En trop bon état pour être jeté
Jan Klingenberg fabrique des guitares électriques à partir d‘anciennes marches d‘escalier, de boîtes de cigares vides et de skateboards cassés. Plus elles ont l‘air farfelu, mieux c‘est.
Lorsque la scie crisse dans le sous-sol, cela ne veut dire qu'une seule chose: Jan Klingenberg est à nouveau à l'œuvre. L'ingénieur en mécanique de 33 ans, masque de protection respiratoire sur le visage et protection sonore sur les oreilles, est dans son atelier et scie un manche de guitare en bois d'acajou. Le morceau de bois était à l'origine une marche d'escalier dans une maison et le corps auquel le manche sera ensuite rattaché était autrefois une boîte de cigares. Les bords sont renforcés avec du plastique provenant d'anciens disques. Et Jan a découvert le câble qui permet l'amplification électrique du son dans un micro-ondes qui ne fonctionne plus. Il trouvait la gaine en tissu du câble trop belle pour être jetée et lui a donné une seconde vie. Jan fabrique des guitares électriques à partir d'objets que les autres ont jetés à la poubelle.
«Je sauve des matériaux des poubelles», explique Jan. «Je ne le fais pas particulièrement dans un esprit de protection de l'environnement et je ne suis pas anticapitaliste mais je suis pour une consommation responsable. C'est pourquoi je recycle des pièces considérées comme de qualité inférieure et je les transforme en quelque chose d'esthétique.»
Il joue de la guitare depuis 20 ans et cela fait 13 ans qu'il en fabrique également. Ce qui lui plaît dans cet instrument, c'est qu'il n'existe quasiment aucune règle, ce qui laisse beaucoup de place à la créativité. «La guitare peut posséder une corde ou bien 15, tout est possible. C'est fantastique de fabriquer quelque chose qui n'existait pas avant. C'est le cas avec les instruments, à un niveau supérieur: avec la musique qui en sort, on crée encore quelque chose de nouveau.»

(Entrées d'étiquetage de l'emplacement dans les images)
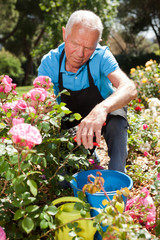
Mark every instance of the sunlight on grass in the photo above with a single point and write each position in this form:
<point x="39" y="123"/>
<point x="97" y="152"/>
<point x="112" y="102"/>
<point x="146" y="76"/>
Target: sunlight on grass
<point x="22" y="90"/>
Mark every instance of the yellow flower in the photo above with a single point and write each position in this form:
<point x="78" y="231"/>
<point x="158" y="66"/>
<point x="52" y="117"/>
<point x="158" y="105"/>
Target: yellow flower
<point x="148" y="68"/>
<point x="144" y="80"/>
<point x="156" y="75"/>
<point x="141" y="74"/>
<point x="150" y="62"/>
<point x="158" y="80"/>
<point x="132" y="70"/>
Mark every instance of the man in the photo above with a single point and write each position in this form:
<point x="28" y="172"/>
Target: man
<point x="89" y="72"/>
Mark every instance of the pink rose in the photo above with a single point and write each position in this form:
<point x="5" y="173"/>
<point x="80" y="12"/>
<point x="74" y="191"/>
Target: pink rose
<point x="9" y="105"/>
<point x="14" y="92"/>
<point x="138" y="108"/>
<point x="31" y="110"/>
<point x="143" y="201"/>
<point x="25" y="135"/>
<point x="145" y="154"/>
<point x="16" y="121"/>
<point x="21" y="104"/>
<point x="39" y="94"/>
<point x="14" y="86"/>
<point x="145" y="126"/>
<point x="42" y="81"/>
<point x="6" y="84"/>
<point x="2" y="234"/>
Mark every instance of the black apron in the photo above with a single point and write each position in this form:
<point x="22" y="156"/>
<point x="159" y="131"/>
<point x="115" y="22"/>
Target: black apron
<point x="82" y="101"/>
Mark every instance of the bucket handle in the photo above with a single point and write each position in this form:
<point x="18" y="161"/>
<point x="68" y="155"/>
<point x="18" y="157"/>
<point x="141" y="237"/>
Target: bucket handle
<point x="66" y="199"/>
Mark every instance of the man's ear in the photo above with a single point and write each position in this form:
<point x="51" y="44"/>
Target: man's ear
<point x="63" y="32"/>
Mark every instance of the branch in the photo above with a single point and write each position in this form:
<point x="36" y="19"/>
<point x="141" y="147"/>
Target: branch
<point x="75" y="220"/>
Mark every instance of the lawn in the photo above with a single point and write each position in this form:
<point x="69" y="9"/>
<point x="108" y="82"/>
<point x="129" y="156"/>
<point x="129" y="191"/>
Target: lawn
<point x="22" y="90"/>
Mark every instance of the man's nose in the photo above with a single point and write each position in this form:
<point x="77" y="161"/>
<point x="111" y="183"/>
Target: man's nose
<point x="80" y="51"/>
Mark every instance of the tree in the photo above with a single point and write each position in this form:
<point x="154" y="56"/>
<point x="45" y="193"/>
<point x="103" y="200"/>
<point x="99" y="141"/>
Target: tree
<point x="38" y="26"/>
<point x="137" y="16"/>
<point x="58" y="13"/>
<point x="25" y="32"/>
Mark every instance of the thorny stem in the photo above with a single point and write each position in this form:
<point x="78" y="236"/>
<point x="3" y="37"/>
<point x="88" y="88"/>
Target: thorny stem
<point x="102" y="188"/>
<point x="5" y="184"/>
<point x="62" y="164"/>
<point x="59" y="167"/>
<point x="75" y="220"/>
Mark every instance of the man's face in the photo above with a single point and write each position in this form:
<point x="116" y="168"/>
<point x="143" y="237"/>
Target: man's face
<point x="79" y="45"/>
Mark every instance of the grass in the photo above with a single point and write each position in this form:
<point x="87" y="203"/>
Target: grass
<point x="22" y="90"/>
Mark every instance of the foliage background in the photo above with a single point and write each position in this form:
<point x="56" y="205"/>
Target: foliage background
<point x="32" y="28"/>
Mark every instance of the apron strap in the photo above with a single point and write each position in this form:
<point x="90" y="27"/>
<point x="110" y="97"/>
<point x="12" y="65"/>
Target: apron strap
<point x="60" y="74"/>
<point x="91" y="81"/>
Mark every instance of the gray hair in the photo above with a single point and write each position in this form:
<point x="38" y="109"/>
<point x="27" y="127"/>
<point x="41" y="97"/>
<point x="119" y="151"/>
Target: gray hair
<point x="87" y="19"/>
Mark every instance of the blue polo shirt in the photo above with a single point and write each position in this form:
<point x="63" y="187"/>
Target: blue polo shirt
<point x="101" y="63"/>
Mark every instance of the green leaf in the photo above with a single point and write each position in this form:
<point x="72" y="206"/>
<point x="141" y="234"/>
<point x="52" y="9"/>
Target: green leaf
<point x="78" y="206"/>
<point x="27" y="224"/>
<point x="2" y="125"/>
<point x="19" y="179"/>
<point x="18" y="214"/>
<point x="45" y="126"/>
<point x="54" y="122"/>
<point x="70" y="225"/>
<point x="72" y="234"/>
<point x="2" y="149"/>
<point x="83" y="212"/>
<point x="52" y="210"/>
<point x="9" y="174"/>
<point x="2" y="95"/>
<point x="4" y="167"/>
<point x="32" y="208"/>
<point x="44" y="224"/>
<point x="33" y="187"/>
<point x="77" y="116"/>
<point x="70" y="146"/>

## Tâches à réaliser:
(a) Renvoyez sans aucune modification le passage du texte sur les guitares recyclées qui va de «En trop bon» jusqu'à «farfelu, mieux c‘est.» inclus.
(b) Reprenez le texte sur les guitares recyclées là où il s'arrête et poursuivez-le.

## Réponses par tâche:
(a)
En trop bon état pour être jeté
Jan Klingenberg fabrique des guitares électriques à partir d‘anciennes marches d‘escalier, de boîtes de cigares vides et de skateboards cassés. Plus elles ont l‘air farfelu, mieux c‘est.

(b)
En ce moment, Jan travaille sur une série de cinq guitares faites de boîtes de cigares, qui rappellent de grands guitaristes – l'une est peinte en noir et assortie d'un pickguard veiné rouge comme la guitare «Lucille» de B. B. King, une autre arbore un motif sauvage composé de bandes noires, rouges et blanches comme la «Frankenstrat» d'Eddie Van Halen.
Son hobby lui est venu le jour où il a vu sur Internet la photo d'une guitare faite maison. Il s'est dit: «Impressionnant, il y a des gens qui en fabriquent eux-mêmes? Dans ce cas, je vais essayer moi aussi. Depuis, je n'arrive pas à m'arrêter.» Il fabrique deux à six guitares par an à tout en travaillant comme salarié au poste d'ingénieur en mécanique. Il ne se qualifie pas artiste: «Je construis des machines. Les guitares doivent tenir la route.»
Dans sa maison mitoyenne de Radolfzell-Böhringen, à deux kilomètres des berges du lac de Constance et à 20 kilomètres de Constance, le sous-sol est sa pièce favorite. Avant, lorsqu'il habitait encore dans un petit appartement avec sa femme et ses jumeaux qui ont désormais six ans, il fabriquait ses guitares sur la table de la cuisine ou sur le balcon. Mais quand les enfants ont appris à marcher, la scie sauteuse n'avait plus sa place sur la table à manger. C'est pourquoi un atelier au sous-sol était un critère indispensable lors de l'achat de la maison. De temps en temps, sa femme Sina descend, lui dépose une assiette de petits gâteaux et remonte l'escalier vers l'étage.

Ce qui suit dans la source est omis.